Please copy exactly the lines that begin with the one containing "Where can the asphalt" and end with the last line of the entries.
Data to use Start Marker
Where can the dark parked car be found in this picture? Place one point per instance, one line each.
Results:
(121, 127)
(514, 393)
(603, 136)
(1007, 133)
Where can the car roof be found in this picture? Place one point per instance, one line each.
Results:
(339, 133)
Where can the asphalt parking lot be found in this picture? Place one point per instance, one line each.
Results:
Data to use End Marker
§ Response area
Where can the asphalt parking lot be found in this picture? Place one point per instance, one line each.
Results:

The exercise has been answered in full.